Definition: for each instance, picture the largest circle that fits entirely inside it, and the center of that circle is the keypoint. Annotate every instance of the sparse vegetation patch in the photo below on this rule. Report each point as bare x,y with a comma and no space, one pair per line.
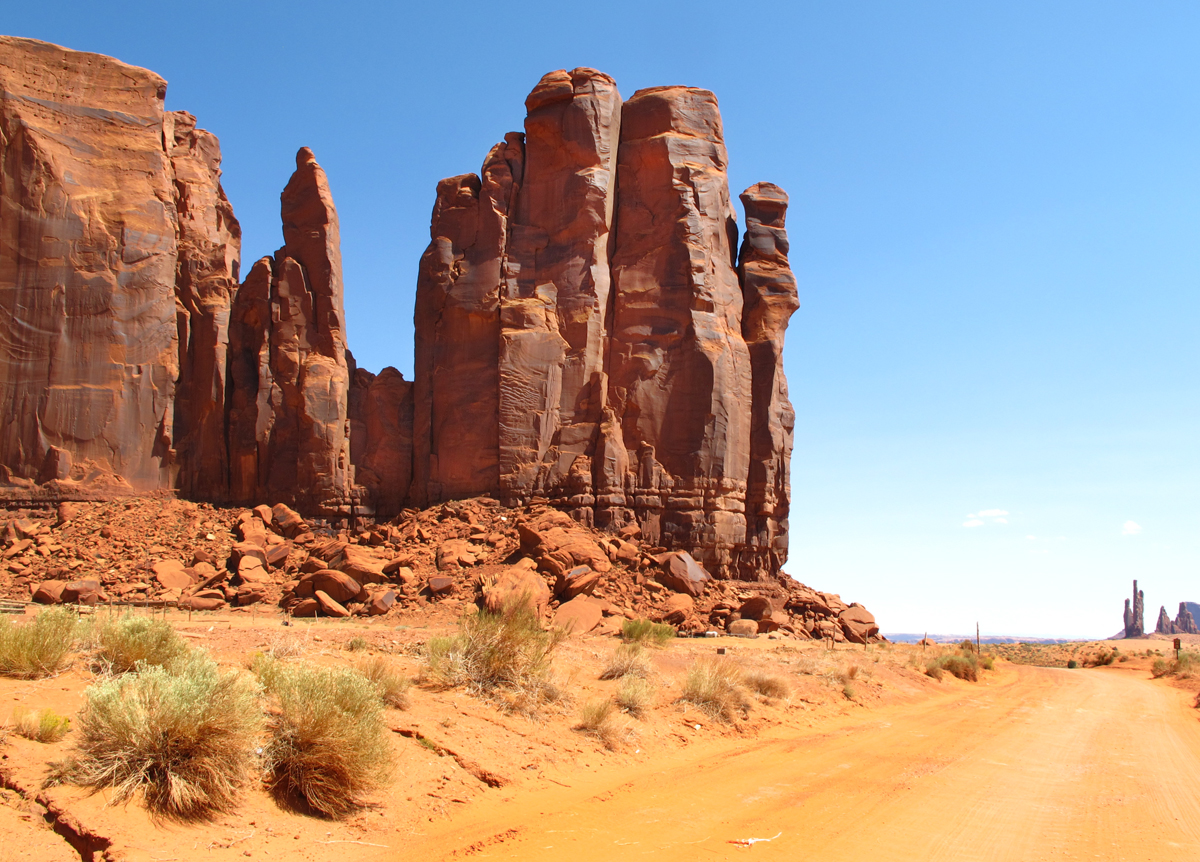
328,749
184,737
37,647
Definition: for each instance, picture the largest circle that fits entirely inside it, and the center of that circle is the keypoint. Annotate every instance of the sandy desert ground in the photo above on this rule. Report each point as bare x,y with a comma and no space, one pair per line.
________________
TASK OBJECTIVE:
Give back each entry exactly as it appears. Leave pictures out.

EXERCISE OUTPUT:
Definition: for each instance, picture the largest circle that fits entirely inside it, and the center of that circle is the keypoint. Annotate every instance of the sparse vegetation patch in the photo below on this rule. Report each point as bare x,y with a comma and no space, one pair per line.
328,749
184,737
37,647
Definition: for each instance, picture the largest circle that fits entirely inside it, and the center of that circle is the keypoint. Annotate every instance of the sandy desert ground in the photo above on this rule. Report each point as bare x,y with a comma and no space, one pair per line.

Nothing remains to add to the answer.